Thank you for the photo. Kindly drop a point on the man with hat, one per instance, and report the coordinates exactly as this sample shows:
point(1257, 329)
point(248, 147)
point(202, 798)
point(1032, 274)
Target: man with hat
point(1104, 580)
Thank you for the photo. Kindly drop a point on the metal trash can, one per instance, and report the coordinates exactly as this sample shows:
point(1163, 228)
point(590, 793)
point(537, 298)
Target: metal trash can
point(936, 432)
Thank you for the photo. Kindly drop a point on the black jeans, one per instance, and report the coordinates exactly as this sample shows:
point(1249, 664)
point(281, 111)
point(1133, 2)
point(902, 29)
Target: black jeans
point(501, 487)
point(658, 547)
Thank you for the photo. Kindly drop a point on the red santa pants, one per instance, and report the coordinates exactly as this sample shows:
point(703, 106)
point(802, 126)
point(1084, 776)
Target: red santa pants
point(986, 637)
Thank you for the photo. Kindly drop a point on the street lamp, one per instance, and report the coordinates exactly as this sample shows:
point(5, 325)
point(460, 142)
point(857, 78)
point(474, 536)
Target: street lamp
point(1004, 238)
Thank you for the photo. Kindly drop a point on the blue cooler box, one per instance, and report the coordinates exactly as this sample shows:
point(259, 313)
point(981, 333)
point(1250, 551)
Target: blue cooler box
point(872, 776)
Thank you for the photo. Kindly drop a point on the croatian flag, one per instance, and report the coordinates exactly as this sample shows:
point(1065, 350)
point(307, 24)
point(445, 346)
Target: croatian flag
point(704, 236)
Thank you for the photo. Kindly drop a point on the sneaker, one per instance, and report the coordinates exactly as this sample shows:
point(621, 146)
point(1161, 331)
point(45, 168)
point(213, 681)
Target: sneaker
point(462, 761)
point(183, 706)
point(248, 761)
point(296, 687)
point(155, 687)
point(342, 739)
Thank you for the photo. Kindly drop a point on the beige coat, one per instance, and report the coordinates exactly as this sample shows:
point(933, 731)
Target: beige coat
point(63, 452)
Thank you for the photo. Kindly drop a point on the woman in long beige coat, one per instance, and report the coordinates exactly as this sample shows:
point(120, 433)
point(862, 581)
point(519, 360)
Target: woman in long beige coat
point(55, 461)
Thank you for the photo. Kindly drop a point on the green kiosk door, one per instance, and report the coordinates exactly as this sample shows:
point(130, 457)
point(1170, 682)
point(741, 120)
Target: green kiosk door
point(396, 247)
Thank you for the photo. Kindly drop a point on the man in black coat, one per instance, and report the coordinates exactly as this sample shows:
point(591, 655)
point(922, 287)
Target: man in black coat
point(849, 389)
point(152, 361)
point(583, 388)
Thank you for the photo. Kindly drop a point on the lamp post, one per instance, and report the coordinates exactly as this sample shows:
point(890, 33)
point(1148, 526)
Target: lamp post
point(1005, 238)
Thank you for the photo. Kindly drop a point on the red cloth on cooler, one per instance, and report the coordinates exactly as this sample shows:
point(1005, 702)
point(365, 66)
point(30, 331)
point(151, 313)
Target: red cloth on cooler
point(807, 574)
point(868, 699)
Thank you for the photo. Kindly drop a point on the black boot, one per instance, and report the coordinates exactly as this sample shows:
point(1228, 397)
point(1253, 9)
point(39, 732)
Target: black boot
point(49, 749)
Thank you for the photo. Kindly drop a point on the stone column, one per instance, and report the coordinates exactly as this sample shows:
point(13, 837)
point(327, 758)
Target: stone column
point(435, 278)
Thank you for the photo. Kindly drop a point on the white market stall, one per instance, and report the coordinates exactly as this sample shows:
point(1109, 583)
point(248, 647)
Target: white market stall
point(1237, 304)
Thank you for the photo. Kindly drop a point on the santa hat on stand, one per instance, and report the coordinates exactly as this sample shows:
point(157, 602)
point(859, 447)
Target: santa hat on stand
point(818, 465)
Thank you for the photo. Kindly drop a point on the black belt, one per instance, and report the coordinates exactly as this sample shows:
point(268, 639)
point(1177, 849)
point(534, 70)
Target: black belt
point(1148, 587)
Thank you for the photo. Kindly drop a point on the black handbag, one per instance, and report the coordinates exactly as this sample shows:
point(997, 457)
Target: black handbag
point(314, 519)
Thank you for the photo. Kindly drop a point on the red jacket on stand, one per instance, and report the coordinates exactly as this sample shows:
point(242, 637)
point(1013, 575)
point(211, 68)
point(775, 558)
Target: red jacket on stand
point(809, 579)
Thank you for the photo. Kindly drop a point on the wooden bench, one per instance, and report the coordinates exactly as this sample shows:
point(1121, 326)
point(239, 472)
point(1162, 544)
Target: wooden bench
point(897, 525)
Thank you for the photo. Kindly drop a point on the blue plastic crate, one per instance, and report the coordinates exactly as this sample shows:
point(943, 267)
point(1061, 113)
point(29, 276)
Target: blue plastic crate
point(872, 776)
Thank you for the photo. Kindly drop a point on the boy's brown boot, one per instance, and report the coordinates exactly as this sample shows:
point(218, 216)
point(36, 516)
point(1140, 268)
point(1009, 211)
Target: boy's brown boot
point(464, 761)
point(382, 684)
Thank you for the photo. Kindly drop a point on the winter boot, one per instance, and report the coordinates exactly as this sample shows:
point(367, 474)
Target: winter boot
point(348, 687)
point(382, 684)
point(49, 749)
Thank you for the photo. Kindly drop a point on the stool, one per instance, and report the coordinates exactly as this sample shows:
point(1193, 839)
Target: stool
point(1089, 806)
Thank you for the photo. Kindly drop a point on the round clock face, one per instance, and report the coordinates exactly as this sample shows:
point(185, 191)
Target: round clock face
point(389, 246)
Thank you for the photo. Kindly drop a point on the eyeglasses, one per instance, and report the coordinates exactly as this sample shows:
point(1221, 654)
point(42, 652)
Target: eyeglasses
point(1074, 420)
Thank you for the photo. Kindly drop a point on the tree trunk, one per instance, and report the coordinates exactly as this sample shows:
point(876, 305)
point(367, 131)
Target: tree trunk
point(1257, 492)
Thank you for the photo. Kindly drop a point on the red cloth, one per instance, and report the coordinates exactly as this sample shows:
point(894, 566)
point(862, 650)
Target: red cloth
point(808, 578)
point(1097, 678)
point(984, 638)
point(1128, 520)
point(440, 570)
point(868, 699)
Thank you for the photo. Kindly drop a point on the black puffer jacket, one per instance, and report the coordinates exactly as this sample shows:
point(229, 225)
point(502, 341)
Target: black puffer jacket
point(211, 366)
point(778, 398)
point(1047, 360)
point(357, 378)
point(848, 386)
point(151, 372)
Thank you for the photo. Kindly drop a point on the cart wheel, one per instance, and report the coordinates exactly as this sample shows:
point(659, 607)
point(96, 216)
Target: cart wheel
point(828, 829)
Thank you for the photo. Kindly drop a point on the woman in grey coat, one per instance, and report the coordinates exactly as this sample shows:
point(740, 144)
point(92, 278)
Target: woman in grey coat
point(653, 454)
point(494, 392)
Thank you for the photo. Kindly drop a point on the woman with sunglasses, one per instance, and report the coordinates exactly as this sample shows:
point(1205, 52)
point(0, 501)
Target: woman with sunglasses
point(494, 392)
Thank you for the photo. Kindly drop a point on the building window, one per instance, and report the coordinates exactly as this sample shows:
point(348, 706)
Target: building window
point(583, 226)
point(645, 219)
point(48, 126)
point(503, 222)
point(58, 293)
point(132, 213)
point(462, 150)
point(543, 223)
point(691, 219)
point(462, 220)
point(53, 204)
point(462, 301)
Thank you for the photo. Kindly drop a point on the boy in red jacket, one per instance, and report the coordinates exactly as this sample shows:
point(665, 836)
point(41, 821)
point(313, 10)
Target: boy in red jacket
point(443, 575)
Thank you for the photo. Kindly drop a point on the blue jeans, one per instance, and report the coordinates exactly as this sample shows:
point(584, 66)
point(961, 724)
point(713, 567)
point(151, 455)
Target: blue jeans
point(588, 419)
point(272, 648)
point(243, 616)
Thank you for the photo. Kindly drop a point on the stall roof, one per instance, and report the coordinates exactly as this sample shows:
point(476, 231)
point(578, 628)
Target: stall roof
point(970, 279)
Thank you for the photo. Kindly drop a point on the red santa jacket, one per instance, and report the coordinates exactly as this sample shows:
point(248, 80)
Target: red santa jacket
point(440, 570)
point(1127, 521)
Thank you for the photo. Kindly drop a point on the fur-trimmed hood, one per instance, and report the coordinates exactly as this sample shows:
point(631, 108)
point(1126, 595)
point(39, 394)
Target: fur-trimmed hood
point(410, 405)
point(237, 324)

** TASK TO CARRY OUT **
Reproduce the items word for word, starting at the very first line and ending at the line containing "point(1104, 580)".

** THE RESPONSE **
Thank you for the photo. Kindly drop a point on the man with hat, one per instance, and report the coordinates exactly as this sample shows:
point(1257, 329)
point(248, 147)
point(202, 798)
point(1032, 274)
Target: man with hat
point(1104, 580)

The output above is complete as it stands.